Given information:
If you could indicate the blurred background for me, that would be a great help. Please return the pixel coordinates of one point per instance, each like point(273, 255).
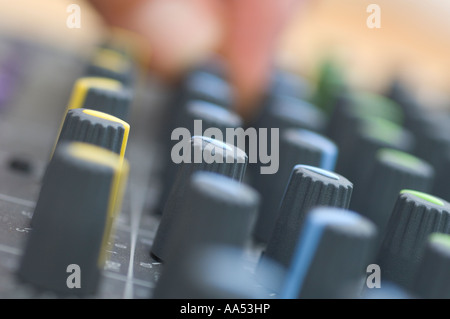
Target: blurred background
point(413, 42)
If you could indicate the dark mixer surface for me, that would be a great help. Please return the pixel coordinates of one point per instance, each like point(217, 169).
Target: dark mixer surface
point(354, 189)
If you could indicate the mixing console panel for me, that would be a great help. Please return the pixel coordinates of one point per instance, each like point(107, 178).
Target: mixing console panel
point(331, 192)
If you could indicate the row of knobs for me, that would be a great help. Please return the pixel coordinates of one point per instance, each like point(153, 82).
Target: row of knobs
point(348, 193)
point(84, 181)
point(319, 229)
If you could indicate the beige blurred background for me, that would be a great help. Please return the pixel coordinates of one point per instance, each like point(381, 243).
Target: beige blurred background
point(413, 41)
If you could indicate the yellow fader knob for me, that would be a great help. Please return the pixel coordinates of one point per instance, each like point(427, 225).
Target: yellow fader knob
point(73, 220)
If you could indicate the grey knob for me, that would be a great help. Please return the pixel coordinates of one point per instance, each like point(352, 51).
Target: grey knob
point(308, 187)
point(206, 155)
point(73, 219)
point(415, 216)
point(331, 257)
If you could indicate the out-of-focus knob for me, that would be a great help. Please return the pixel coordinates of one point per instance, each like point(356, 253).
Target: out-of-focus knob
point(393, 171)
point(415, 216)
point(111, 64)
point(308, 187)
point(101, 94)
point(433, 278)
point(331, 257)
point(297, 146)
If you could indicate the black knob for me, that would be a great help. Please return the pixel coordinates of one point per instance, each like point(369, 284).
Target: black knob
point(289, 112)
point(101, 94)
point(308, 187)
point(415, 216)
point(433, 278)
point(94, 127)
point(297, 146)
point(393, 171)
point(211, 272)
point(219, 210)
point(206, 154)
point(196, 116)
point(74, 218)
point(331, 257)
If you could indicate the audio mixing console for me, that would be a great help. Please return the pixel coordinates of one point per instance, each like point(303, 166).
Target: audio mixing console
point(95, 202)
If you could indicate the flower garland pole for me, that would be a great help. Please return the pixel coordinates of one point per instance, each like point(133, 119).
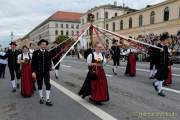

Problem requirements:
Copy the data word for word, from the line that contains "If you could indicate the audio" through the end of the data, both included. Leave the pictures out.

The completed task:
If you could indicate the audio mixing console for me, that would be a great help. Please return the pixel coordinates of one point per instance, each like point(303, 166).
Target: audio mixing console
point(95, 202)
If you could indicate the flower garland pole for me, that would be a great help. Please return the pixel coordinates of one point per instance, each like point(133, 119).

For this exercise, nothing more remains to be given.